Activity list:
1 – From the text on the Loyola Law School IP speaker series, extract the passage between "IP and Information" and "at 213.736.1407 or Bridget.Klink@lls.edu.", inclusive.
2 – Continue the Loyola Law School IP speaker series text from the point where it stops.

IP and Information Law Speaker Series Spring 2016

Loyola Law School's Intellectual Property and Information Law Speaker Series meets on Mondays at noon in Founders Hall 236. Refreshments will be provided and everyone is welcome to bring their own "brown bag" lunch. Each talk will include opportunities for questions and answers; talks will end just before 1:00pm. The series is open to all students, faculty, and alumni interested in IP, entertainment law, and technology issues. RSVP to Bridget Klink at 213.736.1407 or Bridget.Klink@lls.edu.

Spring 2016

January 25

Zahr Said, University of Washington
Copyright in Characters and the Scope of the Fixation Requirement

Zahr Said teaches at the University of Washington School of Law, where she is an assistant professor. Professor Said's research applies humanistic methods, theories, and texts to problems in legal doctrine and policy. Her research topics have included fair use in the digital age, the flourishing of intellectual property scholarship, and, more recently, practices of microbrewers in the Pacific Northwest. Professor Said was previously a visiting professor at the University of Virginia School of Law. She graduated from UC Berkeley and Columbia Law School as well as earning a Ph.D. in comparative literature from Harvard.

February 8

Christine Farley, American University
Disparaging Trademarks: @ the Intersection of the First Amendment & Trademark Law

Christine Haight Farley is a Professor of Law at American University Washington College of Law where she teaches Intellectual Property Law, Trademark Law, International and Comparative Trademark Law, International IP Law, Design Protection Law, and Art Law. Her scholarship focuses on issues in trademark law, international IP law and art law. Professor Farley served as Associate Dean for Faculty and Academic Affairs from 2007 to 2011 and as Co-Director of the Program on Information Justice and Intellectual Property from 2005 to 2009. She has been a visiting professor at law schools in France, India, Italy and Puerto Rico.

February 15

Joe Liu, Boston College Law School
Regulatory Copyright and the Next Great Copyright Act

Joseph Liu is a Professor at Boston College Law School. Professor Liu writes and teaches in the areas of copyright, trademark, and internet law, with a particular focus on how digital technology is changing the way consumers interact with copyrighted works. Prior to Boston College, Professor Liu served as V.P. and General Counsel to a venture-backed internet startup. He clerked for the Honorable Levin H. Campbell of the U.S. Court of Appeals for the First Circuit. He is a graduate of Yale College and Columbia Law School, where he was Editor-in-Chief of the Columbia Law Review.

Recorded data:

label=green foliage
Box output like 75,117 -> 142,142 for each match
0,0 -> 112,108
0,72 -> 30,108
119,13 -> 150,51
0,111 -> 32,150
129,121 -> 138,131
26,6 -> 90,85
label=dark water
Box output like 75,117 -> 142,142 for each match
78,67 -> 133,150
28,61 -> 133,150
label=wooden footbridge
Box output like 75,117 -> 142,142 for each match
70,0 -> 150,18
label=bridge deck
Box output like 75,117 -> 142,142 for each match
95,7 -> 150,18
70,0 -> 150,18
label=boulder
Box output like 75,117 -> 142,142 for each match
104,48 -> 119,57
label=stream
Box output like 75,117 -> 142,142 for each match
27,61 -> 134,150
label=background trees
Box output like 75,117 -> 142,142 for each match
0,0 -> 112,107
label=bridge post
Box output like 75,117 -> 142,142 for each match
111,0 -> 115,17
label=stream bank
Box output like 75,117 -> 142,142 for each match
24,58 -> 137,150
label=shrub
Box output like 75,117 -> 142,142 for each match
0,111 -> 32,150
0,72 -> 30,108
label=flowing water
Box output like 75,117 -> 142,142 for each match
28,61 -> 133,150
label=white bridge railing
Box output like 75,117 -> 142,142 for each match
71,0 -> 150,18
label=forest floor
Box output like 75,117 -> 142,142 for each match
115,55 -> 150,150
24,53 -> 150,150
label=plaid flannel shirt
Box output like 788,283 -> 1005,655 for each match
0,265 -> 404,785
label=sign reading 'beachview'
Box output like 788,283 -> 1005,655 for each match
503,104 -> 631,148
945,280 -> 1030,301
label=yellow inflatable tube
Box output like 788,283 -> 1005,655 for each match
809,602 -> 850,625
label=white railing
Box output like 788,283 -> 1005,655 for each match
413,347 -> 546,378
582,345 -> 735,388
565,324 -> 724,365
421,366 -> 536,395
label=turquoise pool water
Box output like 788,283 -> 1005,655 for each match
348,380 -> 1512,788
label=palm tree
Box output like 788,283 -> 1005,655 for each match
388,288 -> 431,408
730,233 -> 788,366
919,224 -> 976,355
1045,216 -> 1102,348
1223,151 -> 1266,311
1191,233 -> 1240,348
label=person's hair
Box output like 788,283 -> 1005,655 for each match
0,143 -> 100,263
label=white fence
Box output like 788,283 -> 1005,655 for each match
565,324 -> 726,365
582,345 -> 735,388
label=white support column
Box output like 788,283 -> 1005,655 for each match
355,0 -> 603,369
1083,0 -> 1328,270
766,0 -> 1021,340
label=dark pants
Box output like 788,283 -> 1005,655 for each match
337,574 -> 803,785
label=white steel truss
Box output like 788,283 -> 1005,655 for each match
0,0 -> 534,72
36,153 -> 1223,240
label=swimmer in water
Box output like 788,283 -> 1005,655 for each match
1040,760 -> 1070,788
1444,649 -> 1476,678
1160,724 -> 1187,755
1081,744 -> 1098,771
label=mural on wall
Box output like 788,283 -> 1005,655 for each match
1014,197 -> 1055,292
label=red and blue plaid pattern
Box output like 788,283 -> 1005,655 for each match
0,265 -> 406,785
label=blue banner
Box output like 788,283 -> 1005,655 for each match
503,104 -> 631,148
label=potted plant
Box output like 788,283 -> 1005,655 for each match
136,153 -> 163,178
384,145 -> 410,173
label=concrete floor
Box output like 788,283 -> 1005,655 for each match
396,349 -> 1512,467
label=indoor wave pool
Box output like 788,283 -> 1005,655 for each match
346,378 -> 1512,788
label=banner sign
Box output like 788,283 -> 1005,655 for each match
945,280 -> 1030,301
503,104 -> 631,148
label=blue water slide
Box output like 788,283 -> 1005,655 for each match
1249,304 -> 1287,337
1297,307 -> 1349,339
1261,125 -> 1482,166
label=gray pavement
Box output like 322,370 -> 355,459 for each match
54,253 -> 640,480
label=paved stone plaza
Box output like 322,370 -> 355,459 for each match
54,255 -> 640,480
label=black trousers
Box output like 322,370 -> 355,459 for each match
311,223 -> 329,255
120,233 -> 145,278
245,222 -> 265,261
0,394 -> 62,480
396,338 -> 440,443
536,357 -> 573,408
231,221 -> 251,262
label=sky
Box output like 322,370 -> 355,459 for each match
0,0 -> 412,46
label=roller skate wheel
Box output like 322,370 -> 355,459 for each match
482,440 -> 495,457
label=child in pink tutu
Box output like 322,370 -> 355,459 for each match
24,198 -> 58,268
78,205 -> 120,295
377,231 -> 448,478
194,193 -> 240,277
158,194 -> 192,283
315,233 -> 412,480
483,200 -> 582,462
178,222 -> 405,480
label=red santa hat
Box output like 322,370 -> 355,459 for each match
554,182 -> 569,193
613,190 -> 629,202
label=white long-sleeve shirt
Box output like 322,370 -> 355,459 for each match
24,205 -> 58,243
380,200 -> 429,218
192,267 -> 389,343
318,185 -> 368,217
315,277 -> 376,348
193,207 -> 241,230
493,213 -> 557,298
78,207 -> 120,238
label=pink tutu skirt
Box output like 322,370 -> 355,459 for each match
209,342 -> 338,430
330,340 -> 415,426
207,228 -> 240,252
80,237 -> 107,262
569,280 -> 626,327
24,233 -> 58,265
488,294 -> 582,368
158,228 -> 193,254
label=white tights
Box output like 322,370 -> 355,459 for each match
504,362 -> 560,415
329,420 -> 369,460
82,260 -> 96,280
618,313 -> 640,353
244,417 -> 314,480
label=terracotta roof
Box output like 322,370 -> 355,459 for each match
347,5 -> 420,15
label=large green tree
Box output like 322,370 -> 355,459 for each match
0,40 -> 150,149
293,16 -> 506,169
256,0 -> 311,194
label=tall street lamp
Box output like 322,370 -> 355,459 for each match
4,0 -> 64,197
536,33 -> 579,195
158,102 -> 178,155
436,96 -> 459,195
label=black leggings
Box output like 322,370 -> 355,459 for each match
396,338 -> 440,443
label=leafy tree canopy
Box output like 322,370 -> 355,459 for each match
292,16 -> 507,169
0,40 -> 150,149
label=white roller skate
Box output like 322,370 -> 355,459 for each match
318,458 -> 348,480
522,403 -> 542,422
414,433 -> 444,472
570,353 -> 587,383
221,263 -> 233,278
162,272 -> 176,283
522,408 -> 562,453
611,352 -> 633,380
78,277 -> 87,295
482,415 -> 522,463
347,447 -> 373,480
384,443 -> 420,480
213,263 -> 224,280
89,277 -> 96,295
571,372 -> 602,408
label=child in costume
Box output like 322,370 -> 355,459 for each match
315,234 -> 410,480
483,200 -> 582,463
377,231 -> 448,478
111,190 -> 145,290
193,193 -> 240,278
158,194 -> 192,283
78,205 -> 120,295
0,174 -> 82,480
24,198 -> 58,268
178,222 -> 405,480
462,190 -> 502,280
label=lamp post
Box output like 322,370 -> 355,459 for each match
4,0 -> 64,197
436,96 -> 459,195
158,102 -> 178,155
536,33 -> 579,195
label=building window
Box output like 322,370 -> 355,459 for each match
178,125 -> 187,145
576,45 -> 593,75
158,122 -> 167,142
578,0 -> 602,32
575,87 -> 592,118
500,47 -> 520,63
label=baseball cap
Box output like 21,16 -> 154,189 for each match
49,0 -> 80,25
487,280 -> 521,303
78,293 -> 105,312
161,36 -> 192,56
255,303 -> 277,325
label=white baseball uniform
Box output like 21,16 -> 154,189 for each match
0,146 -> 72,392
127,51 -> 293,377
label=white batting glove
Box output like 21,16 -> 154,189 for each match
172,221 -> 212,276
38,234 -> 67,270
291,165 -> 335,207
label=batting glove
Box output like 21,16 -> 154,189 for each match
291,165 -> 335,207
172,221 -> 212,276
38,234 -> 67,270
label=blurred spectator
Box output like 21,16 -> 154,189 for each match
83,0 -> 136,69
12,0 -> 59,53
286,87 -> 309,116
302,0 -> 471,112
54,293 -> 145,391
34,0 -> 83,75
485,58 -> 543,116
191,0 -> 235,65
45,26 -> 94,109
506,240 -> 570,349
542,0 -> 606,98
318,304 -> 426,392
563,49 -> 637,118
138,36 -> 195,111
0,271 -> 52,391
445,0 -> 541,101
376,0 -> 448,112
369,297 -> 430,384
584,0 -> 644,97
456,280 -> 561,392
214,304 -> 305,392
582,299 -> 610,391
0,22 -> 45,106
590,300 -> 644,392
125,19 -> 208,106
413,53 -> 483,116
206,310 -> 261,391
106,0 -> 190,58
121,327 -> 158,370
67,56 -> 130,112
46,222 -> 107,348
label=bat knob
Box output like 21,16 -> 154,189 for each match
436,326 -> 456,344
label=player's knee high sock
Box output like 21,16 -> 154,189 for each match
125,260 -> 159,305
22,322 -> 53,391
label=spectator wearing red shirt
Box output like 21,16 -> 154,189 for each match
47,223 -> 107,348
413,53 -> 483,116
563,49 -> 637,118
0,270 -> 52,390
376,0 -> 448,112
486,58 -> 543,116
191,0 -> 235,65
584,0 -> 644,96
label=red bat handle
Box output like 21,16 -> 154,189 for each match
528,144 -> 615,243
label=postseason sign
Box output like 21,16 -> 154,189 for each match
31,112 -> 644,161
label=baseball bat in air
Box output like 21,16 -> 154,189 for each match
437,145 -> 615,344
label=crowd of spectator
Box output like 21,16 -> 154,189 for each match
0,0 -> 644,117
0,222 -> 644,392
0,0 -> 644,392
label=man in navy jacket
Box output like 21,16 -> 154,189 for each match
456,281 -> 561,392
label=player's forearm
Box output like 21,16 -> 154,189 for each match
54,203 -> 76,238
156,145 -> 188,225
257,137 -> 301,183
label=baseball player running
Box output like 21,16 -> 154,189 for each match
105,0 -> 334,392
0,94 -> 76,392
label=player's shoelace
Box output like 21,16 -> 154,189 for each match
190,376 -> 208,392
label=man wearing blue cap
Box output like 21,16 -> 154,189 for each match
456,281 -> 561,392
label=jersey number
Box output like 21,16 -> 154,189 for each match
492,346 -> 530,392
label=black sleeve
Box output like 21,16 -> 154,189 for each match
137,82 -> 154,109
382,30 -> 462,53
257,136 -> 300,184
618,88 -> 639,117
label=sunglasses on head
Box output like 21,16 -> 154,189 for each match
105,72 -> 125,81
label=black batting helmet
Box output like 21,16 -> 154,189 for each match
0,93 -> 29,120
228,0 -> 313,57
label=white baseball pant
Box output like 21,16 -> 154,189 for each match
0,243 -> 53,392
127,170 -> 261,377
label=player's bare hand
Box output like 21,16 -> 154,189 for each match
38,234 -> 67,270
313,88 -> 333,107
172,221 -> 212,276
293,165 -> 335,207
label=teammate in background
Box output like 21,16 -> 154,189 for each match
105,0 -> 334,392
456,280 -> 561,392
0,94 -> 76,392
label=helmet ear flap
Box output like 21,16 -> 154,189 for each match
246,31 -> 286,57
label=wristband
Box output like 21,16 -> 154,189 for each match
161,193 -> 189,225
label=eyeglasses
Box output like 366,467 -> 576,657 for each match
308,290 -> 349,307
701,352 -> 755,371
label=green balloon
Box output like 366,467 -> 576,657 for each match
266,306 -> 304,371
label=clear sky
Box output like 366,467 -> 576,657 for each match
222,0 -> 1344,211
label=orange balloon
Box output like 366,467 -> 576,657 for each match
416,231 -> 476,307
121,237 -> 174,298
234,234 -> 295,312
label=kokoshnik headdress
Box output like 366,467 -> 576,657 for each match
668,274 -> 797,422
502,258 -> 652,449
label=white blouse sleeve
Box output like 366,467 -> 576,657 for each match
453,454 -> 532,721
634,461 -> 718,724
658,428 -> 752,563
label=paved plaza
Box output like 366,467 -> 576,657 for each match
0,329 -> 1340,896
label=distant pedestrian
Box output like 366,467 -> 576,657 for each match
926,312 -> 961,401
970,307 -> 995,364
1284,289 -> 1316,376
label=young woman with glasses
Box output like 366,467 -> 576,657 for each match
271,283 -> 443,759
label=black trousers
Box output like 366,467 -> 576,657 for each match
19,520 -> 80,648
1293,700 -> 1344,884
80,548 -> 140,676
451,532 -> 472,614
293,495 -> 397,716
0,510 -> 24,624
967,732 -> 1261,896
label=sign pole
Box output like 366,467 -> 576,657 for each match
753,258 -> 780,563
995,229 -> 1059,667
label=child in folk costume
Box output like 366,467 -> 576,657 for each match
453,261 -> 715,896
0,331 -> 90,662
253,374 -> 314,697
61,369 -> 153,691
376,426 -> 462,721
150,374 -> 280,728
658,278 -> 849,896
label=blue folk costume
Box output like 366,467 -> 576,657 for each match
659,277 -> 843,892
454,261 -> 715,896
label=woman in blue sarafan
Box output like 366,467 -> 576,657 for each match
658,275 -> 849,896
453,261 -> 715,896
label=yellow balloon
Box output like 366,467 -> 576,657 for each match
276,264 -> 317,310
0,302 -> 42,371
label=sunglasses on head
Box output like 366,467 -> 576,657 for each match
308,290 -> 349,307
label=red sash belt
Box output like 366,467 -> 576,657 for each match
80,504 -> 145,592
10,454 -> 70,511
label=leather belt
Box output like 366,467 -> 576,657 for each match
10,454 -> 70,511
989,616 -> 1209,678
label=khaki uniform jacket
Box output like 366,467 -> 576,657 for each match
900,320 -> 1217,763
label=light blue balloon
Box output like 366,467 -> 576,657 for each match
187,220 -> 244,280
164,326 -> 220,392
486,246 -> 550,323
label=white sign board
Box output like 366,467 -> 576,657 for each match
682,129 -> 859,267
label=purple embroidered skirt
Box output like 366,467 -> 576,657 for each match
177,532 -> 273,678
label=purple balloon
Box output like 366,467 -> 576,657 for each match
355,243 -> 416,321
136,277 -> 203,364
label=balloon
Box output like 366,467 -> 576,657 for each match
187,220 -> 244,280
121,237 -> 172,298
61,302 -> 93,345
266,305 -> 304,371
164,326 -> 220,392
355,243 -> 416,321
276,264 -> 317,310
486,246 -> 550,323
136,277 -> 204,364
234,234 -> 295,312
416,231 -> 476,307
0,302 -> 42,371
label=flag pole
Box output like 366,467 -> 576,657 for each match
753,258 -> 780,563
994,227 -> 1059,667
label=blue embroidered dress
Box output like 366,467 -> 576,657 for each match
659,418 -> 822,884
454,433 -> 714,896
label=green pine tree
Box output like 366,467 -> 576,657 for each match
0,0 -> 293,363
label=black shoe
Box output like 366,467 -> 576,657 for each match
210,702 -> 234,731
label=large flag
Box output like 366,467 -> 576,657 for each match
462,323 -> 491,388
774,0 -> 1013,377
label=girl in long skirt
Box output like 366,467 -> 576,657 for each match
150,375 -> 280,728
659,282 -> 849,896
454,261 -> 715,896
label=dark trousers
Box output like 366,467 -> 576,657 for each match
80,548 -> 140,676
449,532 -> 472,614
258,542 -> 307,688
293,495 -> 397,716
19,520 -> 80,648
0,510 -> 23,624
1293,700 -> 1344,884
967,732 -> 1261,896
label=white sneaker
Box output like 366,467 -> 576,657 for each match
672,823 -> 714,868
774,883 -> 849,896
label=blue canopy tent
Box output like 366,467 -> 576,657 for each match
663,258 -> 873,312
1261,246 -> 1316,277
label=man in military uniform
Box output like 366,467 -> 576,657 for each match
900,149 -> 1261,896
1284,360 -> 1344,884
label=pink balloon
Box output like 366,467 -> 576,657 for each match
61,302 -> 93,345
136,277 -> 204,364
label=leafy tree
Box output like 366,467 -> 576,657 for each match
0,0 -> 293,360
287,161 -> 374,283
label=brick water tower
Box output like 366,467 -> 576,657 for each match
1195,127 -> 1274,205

Responses by item number:
1 –
IP and Information Law Speaker Series Spring 2016

Loyola Law School's Intellectual Property and Information Law Speaker Series meets on Mondays at noon in Founders Hall 236. Refreshments will be provided and everyone is welcome to bring their own "brown bag" lunch. Each talk will include opportunities for questions and answers; talks will end just before 1:00pm. The series is open to all students, faculty, and alumni interested in IP, entertainment law, and technology issues. RSVP to Bridget Klink at 213.736.1407 or Bridget.Klink@lls.edu.

2 –
March 7

Margo Bagley, University of Virginia
The Nagoya Protocol and Synthetic Biology Research -- the difficulties of fair and equitable use of genetic resources from developing countries

Margo Bagley's work focuses on U.S., international and comparative patent law issues, particularly relating to biotechnology and pharmaceutical protection. After studying chemical engineering at the University of Wisconsin, Professor Bagley worked in products research and development at several large companies and was the co-inventor on a U.S. patent for improved peanut butter. Professor Bagley received her JD from Emory; she joined the University of Virginia faculty in 2006 and currently serves on the board of the Public Patent Foundation as well as providing expert advice to the government of Mozambique at the World Intellectual Property Organization.

March 21

Ted Sichelman, University of San Diego
Revisiting Labor Mobility in Innovation Markets

Ted Sichelman is a professor at the University of San Diego School of Law. He writes and teaches the areas of intellectual property, law and entrepreneurship, empirical legal studies, law and economics, and computational legal studies. Professor Sichelman's publications have been cited by the U.S. Supreme Court and three of his articles are among the top 25 most-cited IP law articles published in the last five years. Before practicing law, he founded and ran a venture-backed software company, Unified Dispatch. Professor Sichelman designed the company's software and is a named inventor on several issued patents and filed patent applications.

 

April 4

Greg Vetter, University of Houston Law Center
Are Prior User Rights Good for Software?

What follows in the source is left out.